▶ REQUIREMENT 1: Could you repeat the part of the article on malnutrition in Pakistan between "With an announcement" and "to food safety.", inclusive, word for word?
▶ REQUIREMENT 2: Which countries does the article on malnutrition in Pakistan list after Pakistan in its ranking of first-day deaths and stillbirths?
▶ REQUIREMENT 3: Can you write the next part of the article on malnutrition in Pakistan, picking up after its final sentence?

▶ STUDY TEXT:

*-*-*

Malnutrition in Pakistan. Europe must step forward – by MEP Oreste Rossi

With an announcement made on March 8, Kamran Zia, the chief spokesman for the National Disaster Management Authority of Pakistan, said that as many as 23 children have died in the villages of Tharparkar desert in the southern Sindh province since February, with another report raising the number to 100 during the last three months. This is only one of the latest incidents involving children in Pakistan dying from malnutrition in a country which has been exhibiting an alarming number of deaths caused by malnutrition and other reasons related to food safety.
A survey by the World Health Organization (WHO) shows that the number of underweight pre-school children (0-5 years of age) in Pakistan is 40 percent. Such children often remain weak and undernourished throughout life. The most recent estimates by the United Nations Food and Agriculture Organization (FAO) state that 37.5 million people in Pakistan are not receiving proper nourishment. Islamia University of Bahawalpur (IUB) Vice Chancellor Muhammad Mukhtar said on Monday February 24, 2014 that Pakistan was among the three countries that accounted for half of all malnourished women and children in the world. According to reports 61 percent of the children in Pakistan suffer from iron deficiency anemia, 54 percent from Vitamin A deficiency, 40 percent from Vitamin D deficiency and 39 percent from zinc deficiency.
Malnutrition combined with diarrhea, pneumonia and tuberculosis (TB) are the biggest cause of child mortality in Pakistan. Each year 396,000 infants die, according to the Population Reference Bureau, a US-based body with Pakistan’s overall infant mortality rate being at 75 per 1,000 live births. Further, Pakistan has the highest rate of first day deaths and stillbirths at 40.7 per 1,000 births, whose one of the main causes is also malnutrition of the mother, followed by Nigeria (32.7), Sierra Leone (30.8), Somalia (29.7), Guinea-Bissau (29.4) and Afghanistan (29.0).
The 2010 flood was a crisis of an unprecedented proportion, submerging almost one-fifth of the country’s total landmass. Some 20 million people across the country were affected by the crisis, of which more than 10 million were found to be in need of immediate assistance. The recent floods added to the woes of the already fragile state of the country. Sindh and Baluchistan were the ones that suffered yet again, the water killing many and affecting 5.6 million people.

*-*-*

▶ INFORMATION GIVEN:
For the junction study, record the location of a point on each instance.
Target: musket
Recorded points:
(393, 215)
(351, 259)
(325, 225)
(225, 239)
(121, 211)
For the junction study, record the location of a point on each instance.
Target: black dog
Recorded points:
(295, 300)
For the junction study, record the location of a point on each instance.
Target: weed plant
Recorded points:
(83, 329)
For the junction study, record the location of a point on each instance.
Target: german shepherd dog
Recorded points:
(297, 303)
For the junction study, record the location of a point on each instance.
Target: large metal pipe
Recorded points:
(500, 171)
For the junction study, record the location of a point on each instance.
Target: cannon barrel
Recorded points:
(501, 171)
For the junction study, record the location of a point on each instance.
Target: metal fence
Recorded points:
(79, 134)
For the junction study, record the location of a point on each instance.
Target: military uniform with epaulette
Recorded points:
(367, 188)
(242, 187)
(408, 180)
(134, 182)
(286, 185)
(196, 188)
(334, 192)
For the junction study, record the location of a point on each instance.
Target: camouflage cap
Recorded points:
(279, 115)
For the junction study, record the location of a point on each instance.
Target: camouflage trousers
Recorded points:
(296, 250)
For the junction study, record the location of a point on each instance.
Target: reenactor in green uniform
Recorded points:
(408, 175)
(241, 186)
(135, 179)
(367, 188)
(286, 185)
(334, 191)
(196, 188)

*-*-*

▶ ANSWER 1:
With an announcement made on March 8, Kamran Zia, the chief spokesman for the National Disaster Management Authority of Pakistan, said that as many as 23 children have died in the villages of Tharparkar desert in the southern Sindh province since February, with another report raising the number to 100 during the last three months. This is only one of the latest incidents involving children in Pakistan dying from malnutrition in a country which has been exhibiting an alarming number of deaths caused by malnutrition and other reasons related to food safety.

▶ ANSWER 2: Nigeria, Sierra Leone, Somalia, Guinea-Bissau and Afghanistan.

▶ ANSWER 3:
At the same time, the effects of militant extremism can still be felt in the north-west, exacting a heavy social and financial toll in Pakistan. Economic turbulence, power shortages and high food and fuel prices exacerbate instability, with unemployment on the increase and wage levels unable to keep pace with inflation rates. An average household spends almost 70% of its income on food leaving only 30% to cover their essential needs of education, health etc.
Poverty is Pakistan is still affecting the large masses with the vast majority of the population living under inhumane condition, not being able to afford the basics for the survival of their own and their children, suffering from pandemic diseases, while also being largely affected by the ongoing war inside the country. Draught has made the situation even worse but the main problem is found in the lack of an effective national policy to combat malnutrition and food safety issues within the country. The government in Pakistan has failed to reach its own people and safeguard a continuous and safe supply of food. Despite the funds that have been made available from foreign governments and the efforts of the NGOs, the Pakistani government has failed to capitalize on the outside assistance.
The issue of malnutrition can only be addressed by long term initiatives such as food security, child protection, empowerment of women, targeted agriculture safety nets and early childhood development programs. Girls should be educated and should be married at a late age to reduce chances of child mortality. Education needs to be promoted so that people are more aware and will eventually be able to escape from poverty and the toll it has on the lives of millions of people in Pakistan. Simple strategies such as the encouragement of breastfeeding and day care centers for working women’s children or allowing housemaids to bring their babies along, so that they will be able to feed them can bring a change.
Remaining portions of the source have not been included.